### Explore the material
a: Answer these from the dog breeds passage, please:
(i) What kind of dogs does the passage say Corgis are?
(ii) What was the Cavalier King Charles Spaniel originally bred as?
(iii) How much daily exercise may be enough for a Newfoundland?
b: Pick up the dog breeds passage after its final sentence and keep writing in the same style.
━━━ Reading passage
Pembroke Welsh Corgi
Corgis are herding dogs, and their herding instinct makes them attentive to their small charges who may wish to wander. It’s unfair and unsafe to task a service dog to keep an autistic child from wandering, but the Corgi act as a natural obstacle to flight. They are friendly and upbeat, and quick movements don’t fluster them. Even though they’re often seen on farms and in stables, Corgis adapt well to apartment life as long as they exercise daily.
Cavalier King Charles Spaniel
The Cavalier King Charles Spaniel was originally bred as a companion dog. Cavaliers will stick by their child’s side, and their small size makes them a handy dog for an apartment or small home. Unlike many small breeds, they tolerate unexpected movements, an important consideration when working with an autistic child. They are a manageable size for a child to handle and snuggle and an easy fit on a lap to provide comforting weight.
Newfoundlands love children, and children love teddy bears. Hugging a Newfoundland is like hugging a giant teddy bear who loves you back. Sometimes called “nanny dogs,” their sweet and accepting temperament is their defining characteristic. Their immense size can be both a benefit and a drawback when choosing a pup for an autistic child. This gentle giant is infinitely cuddleable but may be too large for many homes and yards. They don’t need a lot of exercise for their size, and thirty minutes per day may be enough. They shed more than many other breeds and have a shorter lifespan than most smaller service dogs.
Bernese Mountain Dog
The Bernese Mountain Dog, another gentle giant, is excellent with children. Berners make great overall family dogs, although they typically bond most with one family member. If your child responds best to dogs with size, a Berner makes a very huggable friend. Even with their size, they are friendly with strangers and are relatively easy to train. Calm and dependable, they are indoor dogs but need at least thirty minutes of exercise daily to stay healthy. They shed more than most other dogs, so consider hair in the house before deciding on a Berner. Unfortunately, they have a shorter lifespan than smaller dogs.
━━━━━━
━━━ Extracted entries
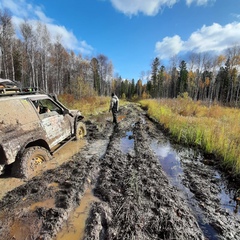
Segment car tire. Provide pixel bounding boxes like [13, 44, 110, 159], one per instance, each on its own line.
[12, 146, 52, 179]
[75, 122, 87, 140]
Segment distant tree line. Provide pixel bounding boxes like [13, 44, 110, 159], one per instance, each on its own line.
[0, 10, 240, 106]
[0, 10, 113, 98]
[147, 46, 240, 106]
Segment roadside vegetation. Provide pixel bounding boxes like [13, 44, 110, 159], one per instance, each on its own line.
[58, 94, 127, 118]
[140, 94, 240, 176]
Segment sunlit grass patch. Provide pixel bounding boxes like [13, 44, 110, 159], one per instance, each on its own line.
[58, 94, 127, 118]
[140, 98, 240, 174]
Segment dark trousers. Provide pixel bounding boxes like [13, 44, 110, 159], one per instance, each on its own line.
[112, 109, 117, 124]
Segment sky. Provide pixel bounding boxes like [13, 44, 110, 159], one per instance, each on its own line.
[0, 0, 240, 80]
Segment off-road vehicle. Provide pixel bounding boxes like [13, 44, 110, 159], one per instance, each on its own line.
[0, 86, 86, 178]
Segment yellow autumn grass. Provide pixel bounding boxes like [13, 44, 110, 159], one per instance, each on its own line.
[140, 98, 240, 174]
[58, 94, 127, 119]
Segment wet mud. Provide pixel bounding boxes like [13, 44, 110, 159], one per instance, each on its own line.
[0, 104, 240, 240]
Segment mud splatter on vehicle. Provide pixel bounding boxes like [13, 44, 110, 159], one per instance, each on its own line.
[0, 104, 240, 240]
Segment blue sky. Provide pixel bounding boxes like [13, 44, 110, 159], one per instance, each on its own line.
[0, 0, 240, 80]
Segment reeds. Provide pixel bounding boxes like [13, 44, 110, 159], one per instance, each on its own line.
[140, 98, 240, 175]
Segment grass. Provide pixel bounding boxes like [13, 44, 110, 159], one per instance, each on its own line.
[140, 97, 240, 175]
[58, 94, 127, 119]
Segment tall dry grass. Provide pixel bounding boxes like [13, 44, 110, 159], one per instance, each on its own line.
[140, 97, 240, 175]
[58, 94, 127, 119]
[58, 94, 110, 118]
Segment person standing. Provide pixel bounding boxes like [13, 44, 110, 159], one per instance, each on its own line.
[109, 93, 119, 126]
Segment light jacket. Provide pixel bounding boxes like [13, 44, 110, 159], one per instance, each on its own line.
[109, 95, 119, 111]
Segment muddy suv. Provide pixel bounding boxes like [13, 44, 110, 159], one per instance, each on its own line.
[0, 89, 86, 178]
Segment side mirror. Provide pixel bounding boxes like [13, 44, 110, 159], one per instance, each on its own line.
[63, 108, 69, 115]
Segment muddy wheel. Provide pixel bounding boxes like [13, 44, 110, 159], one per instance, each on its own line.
[75, 122, 87, 140]
[12, 147, 51, 179]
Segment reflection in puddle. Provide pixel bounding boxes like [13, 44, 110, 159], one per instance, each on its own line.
[120, 131, 134, 154]
[151, 140, 183, 188]
[29, 198, 55, 211]
[55, 189, 99, 240]
[150, 140, 218, 240]
[10, 220, 35, 240]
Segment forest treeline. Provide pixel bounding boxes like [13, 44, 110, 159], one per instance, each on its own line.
[0, 10, 240, 106]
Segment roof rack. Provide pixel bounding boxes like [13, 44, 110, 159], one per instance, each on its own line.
[0, 87, 42, 97]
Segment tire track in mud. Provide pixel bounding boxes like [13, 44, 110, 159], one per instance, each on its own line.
[84, 108, 204, 239]
[0, 104, 240, 240]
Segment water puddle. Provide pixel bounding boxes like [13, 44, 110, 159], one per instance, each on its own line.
[29, 198, 55, 211]
[54, 188, 99, 240]
[120, 131, 134, 154]
[150, 139, 236, 240]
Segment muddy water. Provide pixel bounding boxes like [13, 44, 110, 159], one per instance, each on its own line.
[0, 139, 86, 199]
[120, 131, 134, 154]
[151, 139, 239, 240]
[54, 188, 99, 240]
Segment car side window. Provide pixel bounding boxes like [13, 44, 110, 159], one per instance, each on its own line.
[33, 99, 63, 115]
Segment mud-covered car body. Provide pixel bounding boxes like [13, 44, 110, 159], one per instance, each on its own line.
[0, 92, 86, 176]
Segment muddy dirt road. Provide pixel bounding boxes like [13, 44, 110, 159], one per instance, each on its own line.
[0, 105, 240, 240]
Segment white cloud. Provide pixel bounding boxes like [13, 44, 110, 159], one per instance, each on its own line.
[0, 0, 93, 55]
[111, 0, 179, 16]
[155, 22, 240, 59]
[155, 35, 184, 59]
[110, 0, 216, 16]
[186, 0, 216, 6]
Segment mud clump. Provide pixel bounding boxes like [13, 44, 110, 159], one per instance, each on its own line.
[0, 104, 240, 240]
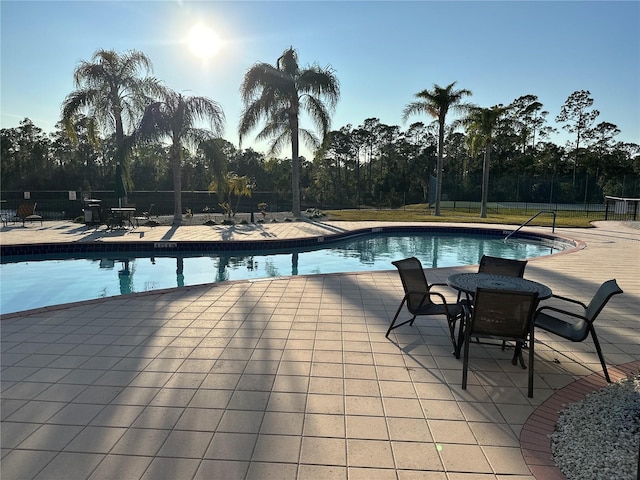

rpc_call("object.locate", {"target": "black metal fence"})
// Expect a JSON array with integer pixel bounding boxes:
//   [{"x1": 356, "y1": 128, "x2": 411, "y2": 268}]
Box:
[{"x1": 0, "y1": 191, "x2": 639, "y2": 220}]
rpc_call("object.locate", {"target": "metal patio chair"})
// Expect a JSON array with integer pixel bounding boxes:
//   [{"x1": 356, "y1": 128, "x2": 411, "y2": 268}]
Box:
[
  {"x1": 534, "y1": 279, "x2": 623, "y2": 383},
  {"x1": 462, "y1": 288, "x2": 538, "y2": 397},
  {"x1": 385, "y1": 257, "x2": 464, "y2": 357}
]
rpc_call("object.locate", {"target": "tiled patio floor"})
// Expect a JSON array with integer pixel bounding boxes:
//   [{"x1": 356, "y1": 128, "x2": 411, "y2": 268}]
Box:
[{"x1": 0, "y1": 222, "x2": 640, "y2": 480}]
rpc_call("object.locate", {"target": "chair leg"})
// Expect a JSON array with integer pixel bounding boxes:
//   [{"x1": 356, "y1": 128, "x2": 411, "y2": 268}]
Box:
[
  {"x1": 520, "y1": 334, "x2": 533, "y2": 398},
  {"x1": 385, "y1": 297, "x2": 416, "y2": 338},
  {"x1": 590, "y1": 327, "x2": 611, "y2": 383},
  {"x1": 454, "y1": 313, "x2": 469, "y2": 359},
  {"x1": 462, "y1": 337, "x2": 469, "y2": 390}
]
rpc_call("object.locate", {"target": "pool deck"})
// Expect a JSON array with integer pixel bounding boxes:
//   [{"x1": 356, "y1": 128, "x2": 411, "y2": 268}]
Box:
━━━━━━
### Results of the exercise
a:
(i) Herding dogs.
(ii) A companion dog.
(iii) Thirty minutes.

b:
For some children with autism, the friendly Beagle may be the perfect pup. Beagles get along well with children and never meet a stranger. Beagles thrive on affection. Happy-go-lucky and active, these smaller dogs enjoy being outdoors. Beagles may not be the best choice for a child sensitive to noise, as they tend to bark excessively. However, they can keep up with the most active child with their abundant energy.
There’s a reason the famous canine character, Lassie, was a Collie. Loyal family companions are intelligent and learn quickly. Collies are particularly attuned to human emotion, which makes them a well-suited partner for a child on the spectrum. Collies are gentle but playful. They tend to stick close to their owners and close to home.
Autism is a broad diagnosis, and there’s no one-size-fits-all when pairing a dog with a child, even without this additional layer. If you believe your family could benefit from the love and joy a dog can bring, discuss your options with your pediatrician and see what local resources are available to help. The Autism Speaks website can guide you as you begin your journey to find the right canine companion for your unique situation. Don’t give up if you don’t find the perfect match right away. Good things take time, and seeing your child’s connection with the right pup will be worth all the legwork you’ve put in.